== Work to complete ==
Rewrite every line of the material, starting with the line with "like [(23, 780)]." and going on through the line with "[(41, 538)]", offsetting each coordinate listed under a Values heading by adding 135 to it. Keep all other text unchanged.

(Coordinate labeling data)
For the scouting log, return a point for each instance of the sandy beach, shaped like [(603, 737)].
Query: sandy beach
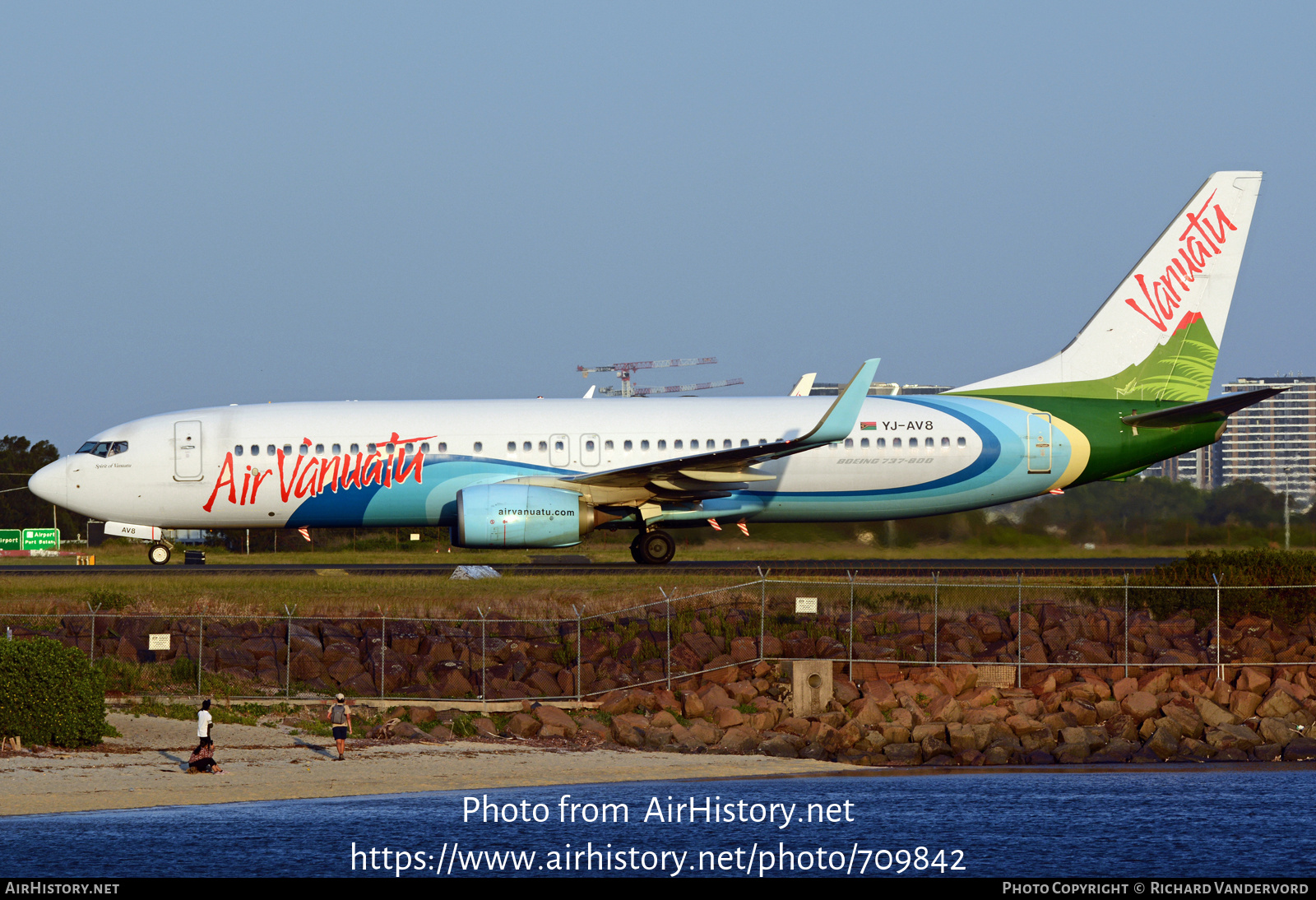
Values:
[(146, 768)]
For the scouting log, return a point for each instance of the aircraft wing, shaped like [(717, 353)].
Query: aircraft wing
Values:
[(708, 471)]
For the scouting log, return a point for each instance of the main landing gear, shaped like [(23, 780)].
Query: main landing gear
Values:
[(653, 548)]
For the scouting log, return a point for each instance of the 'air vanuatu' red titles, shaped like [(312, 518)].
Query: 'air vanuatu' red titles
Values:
[(1201, 243), (313, 476)]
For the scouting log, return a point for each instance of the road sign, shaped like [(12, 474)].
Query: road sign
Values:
[(41, 538)]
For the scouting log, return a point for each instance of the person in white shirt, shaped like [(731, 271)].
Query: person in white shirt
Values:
[(203, 724)]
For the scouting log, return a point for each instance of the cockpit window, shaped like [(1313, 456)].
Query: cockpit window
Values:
[(104, 449)]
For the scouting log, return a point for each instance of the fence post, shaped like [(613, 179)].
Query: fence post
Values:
[(484, 666), (92, 654), (1125, 624), (1221, 669), (936, 619), (849, 665), (579, 638), (287, 662), (1019, 620), (668, 663)]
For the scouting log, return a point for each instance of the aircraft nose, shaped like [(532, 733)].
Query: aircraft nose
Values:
[(50, 483)]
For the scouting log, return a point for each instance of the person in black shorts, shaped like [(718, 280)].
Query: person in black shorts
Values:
[(340, 717)]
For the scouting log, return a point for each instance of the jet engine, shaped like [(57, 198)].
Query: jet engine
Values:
[(523, 516)]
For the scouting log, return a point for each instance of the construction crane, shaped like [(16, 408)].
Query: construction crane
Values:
[(631, 390)]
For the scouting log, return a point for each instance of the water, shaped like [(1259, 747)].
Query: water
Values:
[(1221, 823)]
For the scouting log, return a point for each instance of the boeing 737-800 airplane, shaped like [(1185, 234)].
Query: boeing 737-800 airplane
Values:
[(1128, 391)]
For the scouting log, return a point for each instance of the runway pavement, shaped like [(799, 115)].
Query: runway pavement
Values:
[(741, 568)]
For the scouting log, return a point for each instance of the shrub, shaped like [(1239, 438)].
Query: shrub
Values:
[(109, 599), (1263, 582), (50, 695)]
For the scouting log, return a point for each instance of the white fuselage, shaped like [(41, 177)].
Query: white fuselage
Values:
[(401, 462)]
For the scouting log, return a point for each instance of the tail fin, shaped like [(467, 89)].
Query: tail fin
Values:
[(1158, 335)]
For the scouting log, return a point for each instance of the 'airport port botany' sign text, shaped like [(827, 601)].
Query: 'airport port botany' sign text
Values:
[(30, 538)]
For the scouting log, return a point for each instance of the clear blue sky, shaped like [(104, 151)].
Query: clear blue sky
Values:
[(237, 203)]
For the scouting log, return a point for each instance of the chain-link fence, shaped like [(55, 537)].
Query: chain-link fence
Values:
[(870, 629)]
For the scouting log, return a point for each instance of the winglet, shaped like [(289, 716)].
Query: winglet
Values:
[(840, 419)]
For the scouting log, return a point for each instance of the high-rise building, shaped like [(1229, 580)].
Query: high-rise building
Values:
[(1273, 443)]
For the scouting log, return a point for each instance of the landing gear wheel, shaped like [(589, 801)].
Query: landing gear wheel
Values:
[(656, 548)]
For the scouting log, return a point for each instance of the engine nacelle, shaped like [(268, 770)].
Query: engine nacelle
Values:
[(521, 516)]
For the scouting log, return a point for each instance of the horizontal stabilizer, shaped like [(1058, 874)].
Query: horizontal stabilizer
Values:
[(1201, 414)]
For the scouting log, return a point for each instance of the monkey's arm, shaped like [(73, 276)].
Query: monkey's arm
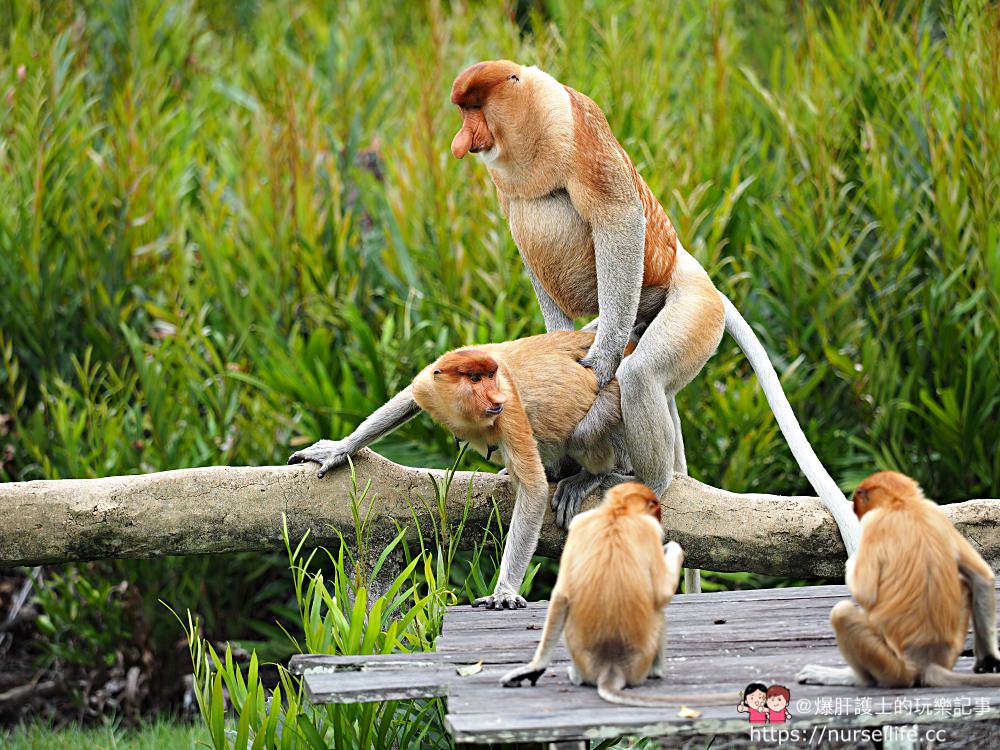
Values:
[(978, 576), (862, 573), (330, 454), (555, 620), (618, 230)]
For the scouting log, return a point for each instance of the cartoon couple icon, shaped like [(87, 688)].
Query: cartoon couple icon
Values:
[(757, 697)]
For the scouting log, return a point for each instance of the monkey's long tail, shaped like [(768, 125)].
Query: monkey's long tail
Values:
[(817, 475), (937, 676), (611, 687)]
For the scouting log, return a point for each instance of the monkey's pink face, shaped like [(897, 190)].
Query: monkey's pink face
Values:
[(471, 377), (473, 91)]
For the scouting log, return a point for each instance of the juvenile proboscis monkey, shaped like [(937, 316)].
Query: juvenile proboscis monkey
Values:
[(522, 398), (595, 240), (615, 578), (916, 581)]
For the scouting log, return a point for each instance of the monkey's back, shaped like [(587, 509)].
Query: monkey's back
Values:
[(921, 598), (613, 617)]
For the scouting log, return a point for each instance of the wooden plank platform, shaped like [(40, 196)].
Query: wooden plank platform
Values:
[(717, 643)]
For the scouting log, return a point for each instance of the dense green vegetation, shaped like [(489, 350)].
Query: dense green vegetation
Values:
[(228, 229)]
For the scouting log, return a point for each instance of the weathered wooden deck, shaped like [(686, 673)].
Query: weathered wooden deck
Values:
[(717, 643)]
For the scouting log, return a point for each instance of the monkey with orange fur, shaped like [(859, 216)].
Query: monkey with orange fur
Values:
[(595, 241), (522, 398), (916, 582), (614, 581)]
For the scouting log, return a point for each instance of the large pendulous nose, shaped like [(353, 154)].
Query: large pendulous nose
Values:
[(461, 143)]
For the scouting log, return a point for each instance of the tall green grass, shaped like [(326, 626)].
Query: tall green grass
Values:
[(228, 229)]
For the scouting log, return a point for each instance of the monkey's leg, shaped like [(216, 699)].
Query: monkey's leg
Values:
[(555, 319), (866, 651), (674, 557), (570, 493), (680, 461), (671, 352), (692, 576), (555, 620), (330, 454), (978, 576), (522, 538)]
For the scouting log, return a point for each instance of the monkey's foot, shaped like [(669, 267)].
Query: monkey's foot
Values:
[(501, 599), (515, 677), (815, 674), (570, 493), (988, 663), (329, 454)]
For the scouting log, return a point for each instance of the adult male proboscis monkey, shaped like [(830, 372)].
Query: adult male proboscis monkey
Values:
[(522, 398), (594, 240), (614, 581), (915, 580)]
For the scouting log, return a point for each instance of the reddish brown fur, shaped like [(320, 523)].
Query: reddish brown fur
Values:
[(541, 149), (545, 389), (914, 601), (614, 580)]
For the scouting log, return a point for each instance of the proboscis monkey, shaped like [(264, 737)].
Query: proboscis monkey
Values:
[(594, 240), (522, 398), (916, 581), (615, 578)]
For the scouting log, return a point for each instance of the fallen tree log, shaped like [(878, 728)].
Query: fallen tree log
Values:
[(227, 509)]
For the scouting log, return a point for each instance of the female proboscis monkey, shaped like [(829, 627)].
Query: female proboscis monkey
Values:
[(615, 579), (916, 582), (595, 240), (522, 398)]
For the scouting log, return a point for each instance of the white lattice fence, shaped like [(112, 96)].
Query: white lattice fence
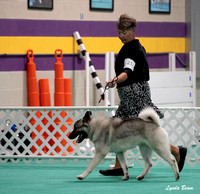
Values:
[(33, 133)]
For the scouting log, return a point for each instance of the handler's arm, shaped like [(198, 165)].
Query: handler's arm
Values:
[(120, 78)]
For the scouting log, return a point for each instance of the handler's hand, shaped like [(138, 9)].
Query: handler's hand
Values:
[(111, 83)]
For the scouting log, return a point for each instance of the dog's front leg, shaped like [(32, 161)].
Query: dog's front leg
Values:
[(121, 157), (95, 161)]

== Answer to this exercise ==
For the scouting log, return a point for each instance of the main landing gear, shaped like [(23, 780)].
Query: main landing gear
Values:
[(788, 683)]
For the scouting log, return a point for each instance of the 'air vanuatu' red titles, shaped like [(312, 518)].
Query: 'air vanuatu' red titles
Values:
[(1336, 378), (448, 611)]
For the scouting log, return a point for each instance of the road sign, shaped like [(12, 474)].
Query: road sign
Values:
[(176, 673)]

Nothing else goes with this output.